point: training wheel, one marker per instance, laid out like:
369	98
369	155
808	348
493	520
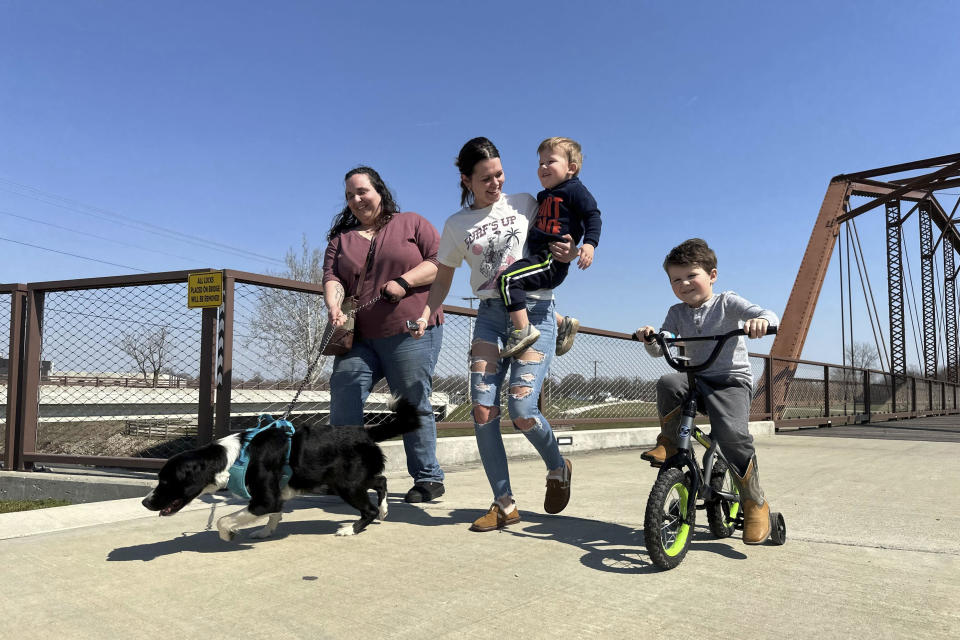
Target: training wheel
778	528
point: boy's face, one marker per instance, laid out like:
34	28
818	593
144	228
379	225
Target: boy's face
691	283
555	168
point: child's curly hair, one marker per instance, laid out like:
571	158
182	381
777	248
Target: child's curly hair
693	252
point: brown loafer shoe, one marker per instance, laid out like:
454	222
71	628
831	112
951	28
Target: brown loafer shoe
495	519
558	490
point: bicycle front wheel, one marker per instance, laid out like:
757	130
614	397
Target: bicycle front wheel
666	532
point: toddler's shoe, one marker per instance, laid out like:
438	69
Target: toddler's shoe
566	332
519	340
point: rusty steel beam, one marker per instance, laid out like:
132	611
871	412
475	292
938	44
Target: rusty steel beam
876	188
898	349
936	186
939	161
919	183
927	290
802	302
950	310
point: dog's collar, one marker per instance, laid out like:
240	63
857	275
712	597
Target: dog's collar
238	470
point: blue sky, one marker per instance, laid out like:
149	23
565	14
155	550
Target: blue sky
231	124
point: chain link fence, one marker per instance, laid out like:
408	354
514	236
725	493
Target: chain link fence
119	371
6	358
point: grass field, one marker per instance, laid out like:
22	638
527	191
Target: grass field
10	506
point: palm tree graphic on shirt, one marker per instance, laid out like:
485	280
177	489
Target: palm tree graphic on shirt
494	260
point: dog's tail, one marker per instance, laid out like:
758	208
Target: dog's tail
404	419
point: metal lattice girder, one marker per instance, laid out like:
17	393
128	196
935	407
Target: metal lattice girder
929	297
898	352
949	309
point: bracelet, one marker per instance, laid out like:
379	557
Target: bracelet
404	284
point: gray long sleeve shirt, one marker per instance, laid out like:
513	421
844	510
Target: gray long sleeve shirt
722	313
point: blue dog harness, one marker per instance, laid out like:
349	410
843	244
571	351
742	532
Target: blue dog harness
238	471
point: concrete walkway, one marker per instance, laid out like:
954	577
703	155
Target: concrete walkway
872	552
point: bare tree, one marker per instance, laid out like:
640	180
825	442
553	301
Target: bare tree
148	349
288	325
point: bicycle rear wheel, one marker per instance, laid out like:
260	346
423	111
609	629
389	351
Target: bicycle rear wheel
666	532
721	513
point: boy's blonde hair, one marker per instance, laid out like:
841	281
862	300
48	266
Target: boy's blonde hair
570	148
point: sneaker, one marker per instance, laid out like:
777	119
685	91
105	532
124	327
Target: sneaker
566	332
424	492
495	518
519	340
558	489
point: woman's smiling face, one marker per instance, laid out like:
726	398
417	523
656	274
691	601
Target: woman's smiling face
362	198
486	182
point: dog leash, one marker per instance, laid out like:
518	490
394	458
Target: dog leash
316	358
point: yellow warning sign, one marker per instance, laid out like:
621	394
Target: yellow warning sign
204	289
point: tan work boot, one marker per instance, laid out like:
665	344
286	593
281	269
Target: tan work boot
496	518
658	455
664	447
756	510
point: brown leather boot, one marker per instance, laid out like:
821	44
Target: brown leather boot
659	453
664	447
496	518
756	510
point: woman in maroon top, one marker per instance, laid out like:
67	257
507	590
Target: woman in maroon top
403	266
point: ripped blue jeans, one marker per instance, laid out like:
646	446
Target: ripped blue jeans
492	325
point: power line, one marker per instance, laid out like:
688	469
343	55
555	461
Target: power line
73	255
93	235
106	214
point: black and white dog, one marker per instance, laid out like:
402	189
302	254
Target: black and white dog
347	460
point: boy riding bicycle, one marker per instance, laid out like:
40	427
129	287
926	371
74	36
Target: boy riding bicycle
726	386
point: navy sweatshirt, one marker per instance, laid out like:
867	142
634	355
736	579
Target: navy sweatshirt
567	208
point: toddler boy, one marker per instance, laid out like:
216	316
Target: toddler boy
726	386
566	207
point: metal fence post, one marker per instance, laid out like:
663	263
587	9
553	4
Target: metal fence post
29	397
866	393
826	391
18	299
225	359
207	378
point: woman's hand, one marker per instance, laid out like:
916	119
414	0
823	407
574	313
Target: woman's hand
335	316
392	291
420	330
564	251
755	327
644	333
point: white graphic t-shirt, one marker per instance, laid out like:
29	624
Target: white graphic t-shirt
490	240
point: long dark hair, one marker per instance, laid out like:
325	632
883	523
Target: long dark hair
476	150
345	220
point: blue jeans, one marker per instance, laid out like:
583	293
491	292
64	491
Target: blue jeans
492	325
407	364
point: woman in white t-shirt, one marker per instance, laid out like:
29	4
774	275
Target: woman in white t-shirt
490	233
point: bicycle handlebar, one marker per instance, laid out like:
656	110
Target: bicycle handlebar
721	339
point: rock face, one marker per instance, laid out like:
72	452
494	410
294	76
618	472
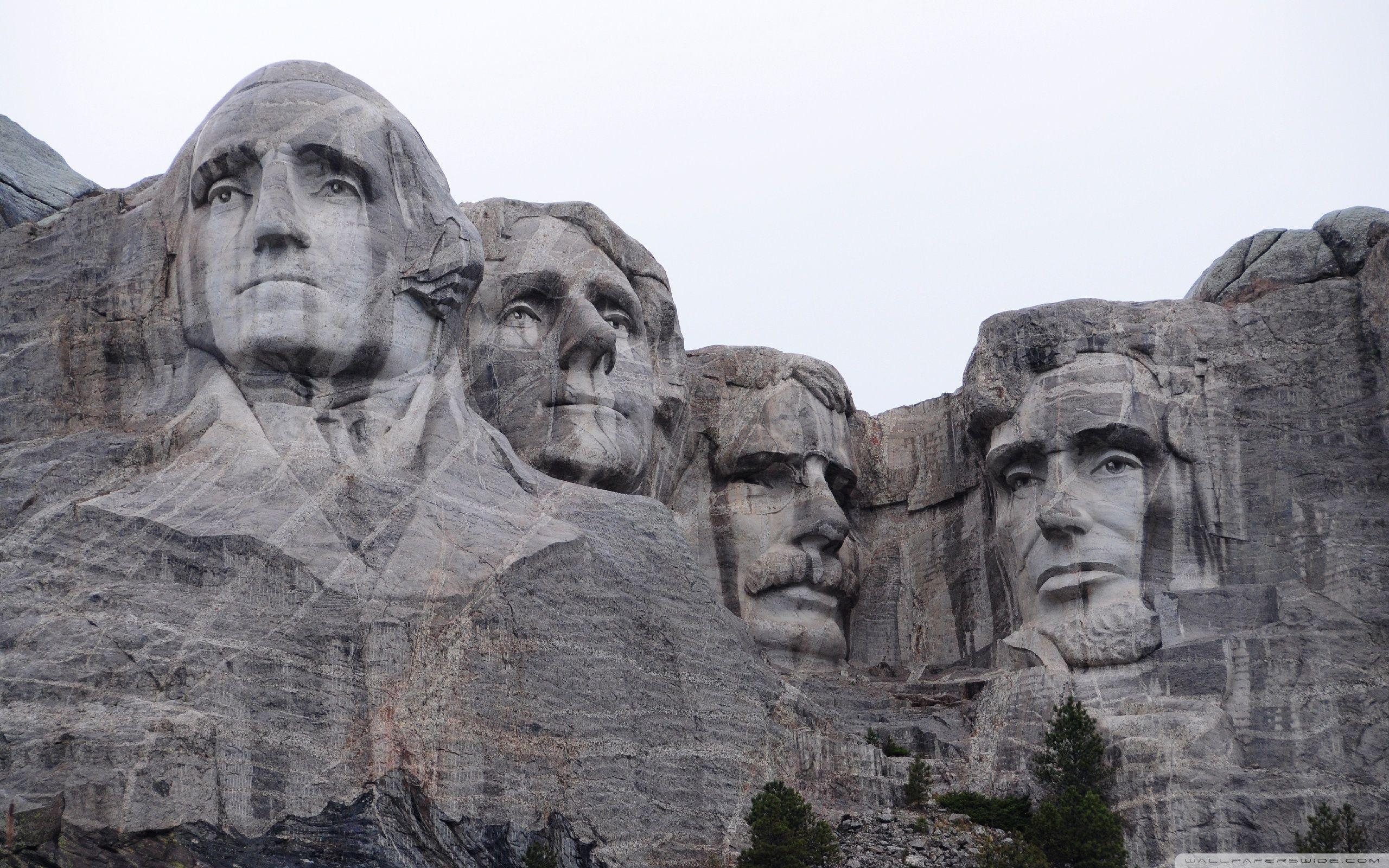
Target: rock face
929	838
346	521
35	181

# [WHAT IS EXPECTED]
Output nothing but the entries above, exactly, once the pictures are removed.

# [ANSWER BELOW]
point: training wheel, one marker per instance, laid out like:
369	98
369	155
808	348
493	520
Target: training wheel
778	528
point: boy's face, one marker per instance, laid out like:
34	28
818	593
144	228
379	225
Target: boy's face
691	283
555	168
point: child's curly hair, one marker per instance, laid out like:
571	158
182	381
777	248
Target: child's curly hair
693	252
point: brown loafer shoe, one marker per instance, laid out like:
454	222
71	628
831	112
951	28
Target: brown loafer shoe
495	519
558	490
point: bicycle front wheel, one marker per instance, laid out like:
757	130
614	397
Target: bicycle front wheel
666	532
point: toddler's shoe, one marker per instance, laid out like:
438	69
Target: toddler's shoe
566	332
519	340
point: rusty steel beam, one marker per instance, laid out like:
132	611
871	412
475	292
938	44
Target: rusty steel beam
876	188
898	349
936	186
939	161
919	183
927	290
802	302
950	310
point: dog's collar, one marker per instance, laid out like:
240	63
857	275
712	597
Target: dog's collar
238	470
point: blue sky, one marker per instance, laid out like:
149	23
565	14
155	550
Target: blue sky
231	124
point: chain link fence, one marker per instance, laid out like:
408	354
514	236
725	493
Target: chain link fence
119	371
6	358
point: grass field, one marker per instance, laid out like:
22	638
527	191
Target: grass field
10	506
point: palm tree graphic on shirt, one marker per instance, laid out like:
485	280
177	489
Target: palm tree graphic on shirt
494	260
point: dog's tail, one marker per instance, laid out like:
758	208
Target: dog's tail
404	419
point: metal lattice girder, one marker per instance, laid out like:
17	393
128	196
935	407
Target: metal lattice girder
929	297
898	352
949	309
point: bracelet, one marker per instance, laid out like:
379	557
Target: bracelet
404	284
point: gray long sleeve shirt, one marker per instance, laid out like:
513	421
844	510
Target: gray long sleeve shirt
722	313
point: blue dog harness, one marker per instance, laid out like:
349	410
843	244
571	351
742	532
Target: blue dog harness
238	471
point: concrete walkway, one marker per instance, laid out like:
954	577
703	155
Target: concrete walkway
872	552
point: bare tree, one marker per instance, laid out like:
640	180
825	442
553	301
Target: bare tree
148	349
288	325
point: bicycle rear wheel, one marker per instance, laid out like:
260	346
423	111
609	629
389	351
Target: bicycle rear wheel
666	532
721	513
point: boy's blonde hair, one marker per instance, laid out like:
841	281
862	300
48	266
Target: boy's blonde hair
570	148
point: sneaker, one marker per instance, laid out like:
777	119
685	91
105	532
124	327
Target: sneaker
566	332
424	492
495	518
519	340
558	489
point: woman's smiling face, one marker per instance, laid out like:
726	398
417	523
656	274
691	601
Target: woman's smiling face
362	198
486	182
point: dog leash, one marker per instance, laid out like:
518	490
394	458
Target: dog leash
316	358
point: yellow warning sign, one marker per instance, laid out like:
621	394
Target: yellow warning sign
204	289
point: tan work boot, one marker per instance, laid out like:
665	344
286	593
281	269
Target: tan work boot
496	518
658	455
664	447
756	510
point: brown leather boot, one marker per instance, laid out like:
821	44
Target: brown leather boot
659	453
664	447
496	518
756	510
point: woman in maroon top, one marker per instance, laid out like:
67	257
507	590
Target: woman in maroon top
403	266
point: ripped blue jeans, one marker per instance, laid out like:
646	446
Target: ripped blue jeans
492	325
point: power line, one marker per instance, laid out like:
688	469
343	55
555	461
Target: power line
73	255
93	235
106	214
point: black and white dog, one marker per instance, laid out like:
402	189
302	254
Target: black and white dog
347	460
point: boy riding bicycle, one marker per instance, laid out like:
40	427
129	287
926	371
74	36
Target: boy riding bicycle
726	386
point: navy sweatshirt, one marker per instance, laid out like:
867	142
634	355
736	579
Target: navy sweatshirt
567	208
point: toddler boy, one marker per instance, laid out like:
216	316
Target: toddler boy
726	386
566	207
point: metal fence post, one marker per instance, laid out like:
663	263
587	9
553	4
Target: metal fence post
29	397
866	393
826	391
18	299
225	359
207	378
point: woman's hand, one marker per instance, laid out like:
916	119
414	0
823	407
574	313
Target: woman's hand
335	316
392	291
420	330
564	251
755	327
644	333
point: white graphic t-shirt, one marker per instance, laid out like:
29	624
Target: white graphic t-shirt
490	240
point: long dark hair, one marker per instance, laid out like:
325	632
883	523
Target: long dark hair
476	150
345	220
point: blue jeans, one marker per instance, laid out like:
583	293
491	292
64	491
Target: blue jeans
492	325
407	364
point: woman in white t-shirt, one marker per instance, laid out like:
29	4
774	275
Target: woman in white t-shirt
490	233
point: bicycle handlebar, one marker per instance, laid out like:
656	110
Target: bicycle handlebar
721	339
point: rock face, one marker per instance, laid out like:
72	452
494	410
294	76
618	472
Target: rock face
929	838
346	521
35	181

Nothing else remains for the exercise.